* EXERCISE BRIEF *
Update the stretch from "You might want" through "doing crazy things." in the Trading in the Zone review so that "rigid" stands in place of "stubborn".

* SELECTED PASSAGE *
This brings me to my favorite quote in the book.
"We need to be flexible in our expectations so we can perceive, with the greatest degree of clarity and objectivity, what the market is communicating to us from its perspective. The typical trader does just the opposite: He is flexible in his rules and rigid in his expectations. (Emphasis added.)
You might want to write in on the wall!
Douglas then spends several chapters on how to overcome stubborn beliefs entrenched in our minds. It’s one of the most valuable parts of the book, and hardest to implement. It’s worth reading on your own, but the main idea is that successful traders must “deactivate” entrenched beliefs about the market and develop beliefs about themselves. Again, he points the mirror right back at the reader, saying to worry less about the market doing crazy things, and more about yourself doing crazy things.
One of the few drawbacks of Trading in the Zone is that Douglas compares trading to operating a casino. His point is valid because casino games like roulette have odds favoring the house. A better example could be a grocery store that sells certain products at a loss, like milk, in hope of profiting on other items like cereal and soda.
A grocery won’t refuse to serve you because you’re only buying a gallon of milk. Even if it doesn’t make money, it has a viable business model. Once a critical mass of shoppers pass through their doors, the probabilities add up in their favor and they make a certain margin consistently.
That mix of products is similar to the trader’s edge, which Douglas defines as “nothing more than an indication of a higher probability of one thing happening over another.”
He spends barely any time discussing all the potential edges traders might use. But they could include things like moving-average crosses, support and resistance or trend following. William O’Neil’s entire book can be viewed as a single type of edge based on cup-and-handle patterns. As readers of Market Insights and viewers of my webinars know, my personal favorite type of edge uses sector performance. I try to focus on companies in groups and industries that are outperforming the S&P 500.
Regardless of the edge, you must realize there are times it won’t work. Douglas also emphasizes the importance of acting on your edges when you have them. He urges readers to identify them objectively and act on them without reservation. In other words, don’t fear buying a stock chosen by your system because the last one lost money.
Limitations of Trading in the Zone
Trading in the Zone is a seminal work for trader psychology and education. It brilliantly shifts the focus from the uncontrollable market to the controllable and trainable individual mindset. It also describes how subjective forces like fear and beliefs can impede objectivity.
These are important insights for anyone looking to consistently make money in the market to realize.
However readers must be careful not to take his idea of being “open to everything” too seriously, or to reject market analysis. After all, there are deeper trends and patterns in the market. Right now, it’s a shift toward cloud computing, e-commerce and weak-dollar trades. Knowing and understanding these forces can help shape your edge. (Especially if you use RadarScreen® to adjust when changes occur.)
Second, many customers may not be traders. If you’re more of a longer-term buy-and-hold investor, Douglas’ concepts may not be suited to you.
In conclusion, Trading in the Zone is one of most famous trading books of all time. It’s well worth the read — especially if you find yourself repeating mistakes. Believe it or not, other people have been down the same road. And this book has helped many of them become consistently profitable traders.

Natural-language object grounding data:
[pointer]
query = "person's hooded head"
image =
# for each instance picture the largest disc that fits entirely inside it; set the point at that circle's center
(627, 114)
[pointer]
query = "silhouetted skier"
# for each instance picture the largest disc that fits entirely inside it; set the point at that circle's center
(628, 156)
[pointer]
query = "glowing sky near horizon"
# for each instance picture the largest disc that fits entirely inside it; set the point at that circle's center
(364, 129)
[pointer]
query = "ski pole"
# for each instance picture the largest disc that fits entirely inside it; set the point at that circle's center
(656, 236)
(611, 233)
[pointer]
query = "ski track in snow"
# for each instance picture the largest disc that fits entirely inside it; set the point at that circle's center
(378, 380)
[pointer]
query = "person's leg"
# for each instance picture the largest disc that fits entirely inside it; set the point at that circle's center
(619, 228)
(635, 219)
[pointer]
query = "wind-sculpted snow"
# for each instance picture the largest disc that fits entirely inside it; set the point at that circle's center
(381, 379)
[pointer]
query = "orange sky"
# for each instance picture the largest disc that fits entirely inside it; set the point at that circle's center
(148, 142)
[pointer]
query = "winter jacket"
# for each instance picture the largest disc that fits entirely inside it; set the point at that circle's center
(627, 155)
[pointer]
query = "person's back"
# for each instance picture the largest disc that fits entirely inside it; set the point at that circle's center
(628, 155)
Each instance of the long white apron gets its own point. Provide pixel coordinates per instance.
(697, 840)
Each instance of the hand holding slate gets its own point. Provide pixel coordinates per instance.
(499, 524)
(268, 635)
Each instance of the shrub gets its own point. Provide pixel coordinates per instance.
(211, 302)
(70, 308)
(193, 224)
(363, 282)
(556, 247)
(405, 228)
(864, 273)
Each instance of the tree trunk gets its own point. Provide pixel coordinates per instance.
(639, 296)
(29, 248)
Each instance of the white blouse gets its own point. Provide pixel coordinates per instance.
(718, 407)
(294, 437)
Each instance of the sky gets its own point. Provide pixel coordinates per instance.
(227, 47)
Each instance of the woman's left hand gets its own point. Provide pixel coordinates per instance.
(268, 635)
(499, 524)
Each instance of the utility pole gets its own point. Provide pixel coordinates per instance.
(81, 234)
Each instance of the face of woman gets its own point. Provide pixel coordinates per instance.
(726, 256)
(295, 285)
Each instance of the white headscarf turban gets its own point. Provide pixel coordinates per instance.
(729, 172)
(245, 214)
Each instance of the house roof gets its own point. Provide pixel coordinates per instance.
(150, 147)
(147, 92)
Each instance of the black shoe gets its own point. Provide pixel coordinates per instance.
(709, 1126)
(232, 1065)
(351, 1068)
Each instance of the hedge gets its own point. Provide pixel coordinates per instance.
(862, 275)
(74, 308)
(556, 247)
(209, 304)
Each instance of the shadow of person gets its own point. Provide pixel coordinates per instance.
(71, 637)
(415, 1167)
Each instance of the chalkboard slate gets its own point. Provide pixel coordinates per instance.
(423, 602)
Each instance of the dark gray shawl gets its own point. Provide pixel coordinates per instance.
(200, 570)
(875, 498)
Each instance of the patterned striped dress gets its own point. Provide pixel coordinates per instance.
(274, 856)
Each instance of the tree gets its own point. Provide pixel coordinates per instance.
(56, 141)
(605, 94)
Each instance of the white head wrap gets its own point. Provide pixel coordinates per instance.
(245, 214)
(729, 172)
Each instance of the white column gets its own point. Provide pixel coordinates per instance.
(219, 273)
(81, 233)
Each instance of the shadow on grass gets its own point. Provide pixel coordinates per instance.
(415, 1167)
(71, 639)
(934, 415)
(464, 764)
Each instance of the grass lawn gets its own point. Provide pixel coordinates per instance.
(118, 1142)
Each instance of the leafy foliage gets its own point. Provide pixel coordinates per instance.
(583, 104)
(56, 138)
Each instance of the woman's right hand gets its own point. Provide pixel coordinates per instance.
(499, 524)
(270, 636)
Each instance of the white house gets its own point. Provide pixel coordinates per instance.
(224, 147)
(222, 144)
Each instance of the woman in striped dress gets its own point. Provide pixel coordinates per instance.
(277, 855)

* FINISHED EXERCISE *
You might want to write in on the wall!
Douglas then spends several chapters on how to overcome rigid beliefs entrenched in our minds. It’s one of the most valuable parts of the book, and hardest to implement. It’s worth reading on your own, but the main idea is that successful traders must “deactivate” entrenched beliefs about the market and develop beliefs about themselves. Again, he points the mirror right back at the reader, saying to worry less about the market doing crazy things, and more about yourself doing crazy things.